* Extract provided:
— START —
Pavement Maintenance Program (PMP)
The City of Happy Valley has close to 150 centerline miles of roadway which totals to a value of almost $50 million dollars. This asset happens to be the largest asset owned and operated by the City of Happy Valley. It goes without saying that keeping these streets in good condition is very important. Not only for the safety of the traveling public but also from a infrastructure investment and maintenance stand point.
Prioritizing repair and maintenance of the streets is not an easy task. In 2016 the City hired a consulting firm which specialized in pavement conditioning analysis. This firm reviewed each individual roadway by performing a visual and mechanical inspection. Streets were then rated on a scale of 0 – 100 with 100 being a completely new roadway. This rating has an industry name commonly known as a Pavement Quality Index Rating (PQI). Once all of the roadways were rated and input into the associated computer application, a priority maintenance schedule was created. This schedule is completely automated and gives staff the ability to run reports based on a given year to determine estimated maintenance costs and specific areas of need. Program categories for each individual roadway are chosen utilizing the computer generated lists and subsequent visual and manual review.
— END —
* Prompt:
Print the section of the pavement maintenance text starting at "The City of Happy Valley has" and ending at "maintenance stand point.". The records have no connection to the text about the pavement maintenance program.

* Stored records:
— START —
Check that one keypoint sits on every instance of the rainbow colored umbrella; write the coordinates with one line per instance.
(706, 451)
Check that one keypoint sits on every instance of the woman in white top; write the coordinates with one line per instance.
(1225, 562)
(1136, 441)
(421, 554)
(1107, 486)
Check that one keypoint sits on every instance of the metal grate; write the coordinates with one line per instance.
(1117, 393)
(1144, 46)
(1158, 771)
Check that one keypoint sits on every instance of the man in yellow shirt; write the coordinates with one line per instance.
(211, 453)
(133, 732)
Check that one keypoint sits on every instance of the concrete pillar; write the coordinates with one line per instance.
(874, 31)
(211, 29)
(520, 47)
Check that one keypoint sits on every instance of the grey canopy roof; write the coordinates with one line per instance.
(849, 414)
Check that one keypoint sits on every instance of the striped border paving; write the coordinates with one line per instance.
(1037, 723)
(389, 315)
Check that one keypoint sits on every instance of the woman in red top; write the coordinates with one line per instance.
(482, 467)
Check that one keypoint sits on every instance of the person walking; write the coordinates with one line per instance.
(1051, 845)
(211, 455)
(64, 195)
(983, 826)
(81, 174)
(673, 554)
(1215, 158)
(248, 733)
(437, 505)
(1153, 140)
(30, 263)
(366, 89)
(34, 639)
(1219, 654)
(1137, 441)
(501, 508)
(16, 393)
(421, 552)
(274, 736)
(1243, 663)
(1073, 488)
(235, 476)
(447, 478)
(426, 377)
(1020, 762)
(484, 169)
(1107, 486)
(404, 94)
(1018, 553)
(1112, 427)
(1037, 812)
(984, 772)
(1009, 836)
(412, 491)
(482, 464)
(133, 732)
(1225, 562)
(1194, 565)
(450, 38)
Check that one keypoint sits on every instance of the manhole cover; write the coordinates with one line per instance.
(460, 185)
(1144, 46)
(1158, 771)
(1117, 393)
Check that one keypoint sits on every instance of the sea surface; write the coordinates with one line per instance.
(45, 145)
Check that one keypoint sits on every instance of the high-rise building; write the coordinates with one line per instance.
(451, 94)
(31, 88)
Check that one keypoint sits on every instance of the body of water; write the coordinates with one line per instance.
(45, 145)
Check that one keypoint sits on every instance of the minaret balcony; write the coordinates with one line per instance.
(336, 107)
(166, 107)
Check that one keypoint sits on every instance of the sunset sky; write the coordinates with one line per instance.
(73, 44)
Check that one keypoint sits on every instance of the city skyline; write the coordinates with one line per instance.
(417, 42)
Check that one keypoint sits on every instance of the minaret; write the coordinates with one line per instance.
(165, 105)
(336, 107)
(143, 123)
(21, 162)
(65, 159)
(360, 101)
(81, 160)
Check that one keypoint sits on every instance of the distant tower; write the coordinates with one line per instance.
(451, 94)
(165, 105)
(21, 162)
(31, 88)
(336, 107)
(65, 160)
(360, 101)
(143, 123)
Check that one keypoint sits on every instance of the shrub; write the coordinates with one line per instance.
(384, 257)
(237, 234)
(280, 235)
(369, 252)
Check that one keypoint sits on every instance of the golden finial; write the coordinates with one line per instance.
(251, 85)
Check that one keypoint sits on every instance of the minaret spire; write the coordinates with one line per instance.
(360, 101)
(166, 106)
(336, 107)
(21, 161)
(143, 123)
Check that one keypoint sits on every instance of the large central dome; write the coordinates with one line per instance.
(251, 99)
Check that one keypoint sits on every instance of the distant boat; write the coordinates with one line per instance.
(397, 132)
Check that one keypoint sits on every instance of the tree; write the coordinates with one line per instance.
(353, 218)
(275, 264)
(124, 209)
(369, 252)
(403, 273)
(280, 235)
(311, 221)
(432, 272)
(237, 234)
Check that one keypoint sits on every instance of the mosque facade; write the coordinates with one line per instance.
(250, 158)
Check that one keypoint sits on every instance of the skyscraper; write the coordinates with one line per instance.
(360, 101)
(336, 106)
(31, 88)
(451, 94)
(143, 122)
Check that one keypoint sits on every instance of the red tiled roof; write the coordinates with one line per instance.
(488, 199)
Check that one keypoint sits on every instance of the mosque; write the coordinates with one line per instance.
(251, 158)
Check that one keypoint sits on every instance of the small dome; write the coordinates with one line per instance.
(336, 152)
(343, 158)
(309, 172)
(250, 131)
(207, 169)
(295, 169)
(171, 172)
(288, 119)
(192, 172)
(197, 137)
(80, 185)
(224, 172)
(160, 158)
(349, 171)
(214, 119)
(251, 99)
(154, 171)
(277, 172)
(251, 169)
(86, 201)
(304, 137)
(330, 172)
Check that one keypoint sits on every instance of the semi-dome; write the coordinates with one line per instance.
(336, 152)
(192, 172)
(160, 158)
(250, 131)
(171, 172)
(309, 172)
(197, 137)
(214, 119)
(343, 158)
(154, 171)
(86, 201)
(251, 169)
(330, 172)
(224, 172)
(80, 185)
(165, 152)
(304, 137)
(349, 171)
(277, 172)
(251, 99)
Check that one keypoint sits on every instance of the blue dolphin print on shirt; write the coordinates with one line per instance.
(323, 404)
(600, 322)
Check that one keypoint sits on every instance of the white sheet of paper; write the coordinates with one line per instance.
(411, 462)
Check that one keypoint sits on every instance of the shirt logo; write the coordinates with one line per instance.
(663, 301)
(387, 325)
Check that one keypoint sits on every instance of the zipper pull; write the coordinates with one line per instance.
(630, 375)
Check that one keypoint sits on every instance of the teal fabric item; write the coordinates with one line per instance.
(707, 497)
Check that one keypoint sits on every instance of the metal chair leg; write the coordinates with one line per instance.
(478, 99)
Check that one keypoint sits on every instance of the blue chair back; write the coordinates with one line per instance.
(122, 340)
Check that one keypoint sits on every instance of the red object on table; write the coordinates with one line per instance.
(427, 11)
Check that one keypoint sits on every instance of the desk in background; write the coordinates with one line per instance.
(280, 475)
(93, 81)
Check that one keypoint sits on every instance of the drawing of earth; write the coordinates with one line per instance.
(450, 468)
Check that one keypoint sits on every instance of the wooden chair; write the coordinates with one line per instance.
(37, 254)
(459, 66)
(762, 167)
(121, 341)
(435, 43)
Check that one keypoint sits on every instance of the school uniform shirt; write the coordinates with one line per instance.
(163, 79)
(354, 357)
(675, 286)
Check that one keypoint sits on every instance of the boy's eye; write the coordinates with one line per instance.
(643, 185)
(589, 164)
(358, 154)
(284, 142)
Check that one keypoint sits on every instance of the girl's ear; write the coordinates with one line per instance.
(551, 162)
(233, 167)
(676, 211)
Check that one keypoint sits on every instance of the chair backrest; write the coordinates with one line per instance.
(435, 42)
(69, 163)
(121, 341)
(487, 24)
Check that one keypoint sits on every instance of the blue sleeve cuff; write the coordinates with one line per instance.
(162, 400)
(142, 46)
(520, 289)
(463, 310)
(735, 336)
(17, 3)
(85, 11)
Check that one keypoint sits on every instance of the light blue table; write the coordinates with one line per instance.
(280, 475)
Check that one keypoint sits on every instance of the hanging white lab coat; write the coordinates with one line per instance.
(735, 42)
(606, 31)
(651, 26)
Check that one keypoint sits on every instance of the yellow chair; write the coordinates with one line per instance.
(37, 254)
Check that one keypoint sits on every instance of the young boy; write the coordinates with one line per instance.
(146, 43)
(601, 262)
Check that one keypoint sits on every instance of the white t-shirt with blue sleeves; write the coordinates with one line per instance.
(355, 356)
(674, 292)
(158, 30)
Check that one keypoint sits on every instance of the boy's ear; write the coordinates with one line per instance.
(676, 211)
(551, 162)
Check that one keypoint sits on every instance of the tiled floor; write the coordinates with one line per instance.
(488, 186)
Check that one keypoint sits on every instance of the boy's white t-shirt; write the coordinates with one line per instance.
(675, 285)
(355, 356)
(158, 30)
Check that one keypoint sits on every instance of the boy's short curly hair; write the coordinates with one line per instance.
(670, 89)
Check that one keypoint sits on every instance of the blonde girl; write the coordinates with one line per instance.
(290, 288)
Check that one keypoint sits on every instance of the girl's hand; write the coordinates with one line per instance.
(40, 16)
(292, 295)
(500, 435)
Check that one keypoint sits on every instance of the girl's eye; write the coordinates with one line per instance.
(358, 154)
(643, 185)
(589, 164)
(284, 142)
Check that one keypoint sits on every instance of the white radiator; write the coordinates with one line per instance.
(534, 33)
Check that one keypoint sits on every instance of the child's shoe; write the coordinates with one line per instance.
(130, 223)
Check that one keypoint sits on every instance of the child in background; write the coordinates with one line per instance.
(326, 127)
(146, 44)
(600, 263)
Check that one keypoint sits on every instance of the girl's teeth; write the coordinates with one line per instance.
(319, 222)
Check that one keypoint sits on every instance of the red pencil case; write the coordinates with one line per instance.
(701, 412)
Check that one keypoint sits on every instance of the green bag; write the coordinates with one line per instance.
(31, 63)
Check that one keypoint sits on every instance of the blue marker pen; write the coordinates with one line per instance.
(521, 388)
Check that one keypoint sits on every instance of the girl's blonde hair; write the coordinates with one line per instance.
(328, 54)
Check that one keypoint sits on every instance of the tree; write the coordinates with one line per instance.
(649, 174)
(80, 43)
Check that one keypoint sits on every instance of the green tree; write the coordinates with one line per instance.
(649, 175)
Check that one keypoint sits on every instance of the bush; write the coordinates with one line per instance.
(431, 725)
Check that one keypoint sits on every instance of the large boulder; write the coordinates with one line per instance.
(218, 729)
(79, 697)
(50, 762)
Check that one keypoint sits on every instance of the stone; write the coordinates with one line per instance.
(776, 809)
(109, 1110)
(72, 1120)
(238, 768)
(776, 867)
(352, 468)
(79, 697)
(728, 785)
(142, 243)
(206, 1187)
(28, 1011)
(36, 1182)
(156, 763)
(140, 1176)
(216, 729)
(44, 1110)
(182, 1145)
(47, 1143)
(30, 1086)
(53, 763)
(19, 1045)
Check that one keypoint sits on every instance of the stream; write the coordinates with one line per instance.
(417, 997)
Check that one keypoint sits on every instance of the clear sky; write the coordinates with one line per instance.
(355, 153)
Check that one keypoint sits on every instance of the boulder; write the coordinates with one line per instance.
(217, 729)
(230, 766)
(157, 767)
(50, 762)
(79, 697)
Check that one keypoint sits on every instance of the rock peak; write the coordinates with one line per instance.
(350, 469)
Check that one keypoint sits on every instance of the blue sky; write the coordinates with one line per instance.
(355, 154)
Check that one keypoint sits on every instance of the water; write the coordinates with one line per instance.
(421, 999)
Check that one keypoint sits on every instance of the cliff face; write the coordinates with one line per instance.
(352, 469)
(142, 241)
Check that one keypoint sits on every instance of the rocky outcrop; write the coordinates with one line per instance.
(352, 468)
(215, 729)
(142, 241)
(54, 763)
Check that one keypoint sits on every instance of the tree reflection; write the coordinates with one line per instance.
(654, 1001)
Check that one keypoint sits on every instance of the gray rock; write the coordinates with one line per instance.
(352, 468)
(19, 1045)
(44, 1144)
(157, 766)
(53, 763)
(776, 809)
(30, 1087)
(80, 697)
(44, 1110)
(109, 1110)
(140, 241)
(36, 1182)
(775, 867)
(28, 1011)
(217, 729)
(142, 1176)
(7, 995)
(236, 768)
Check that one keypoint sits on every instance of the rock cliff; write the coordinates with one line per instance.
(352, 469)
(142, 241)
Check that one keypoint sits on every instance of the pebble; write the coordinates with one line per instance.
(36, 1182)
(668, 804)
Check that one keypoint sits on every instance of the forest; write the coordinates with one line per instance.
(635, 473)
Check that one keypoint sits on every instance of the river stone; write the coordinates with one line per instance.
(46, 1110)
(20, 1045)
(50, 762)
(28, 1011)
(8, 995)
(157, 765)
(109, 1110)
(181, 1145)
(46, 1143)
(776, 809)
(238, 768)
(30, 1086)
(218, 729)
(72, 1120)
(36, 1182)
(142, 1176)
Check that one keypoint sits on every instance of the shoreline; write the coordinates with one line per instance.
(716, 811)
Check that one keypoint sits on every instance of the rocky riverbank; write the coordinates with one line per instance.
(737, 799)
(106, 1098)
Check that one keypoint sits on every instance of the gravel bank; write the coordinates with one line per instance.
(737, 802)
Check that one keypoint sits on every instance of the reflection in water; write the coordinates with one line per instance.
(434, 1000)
— END —
* Solution to the exercise:
The City of Happy Valley has close to 150 centerline miles of roadway which totals to a value of almost $50 million dollars. This asset happens to be the largest asset owned and operated by the City of Happy Valley. It goes without saying that keeping these streets in good condition is very important. Not only for the safety of the traveling public but also from a infrastructure investment and maintenance stand point.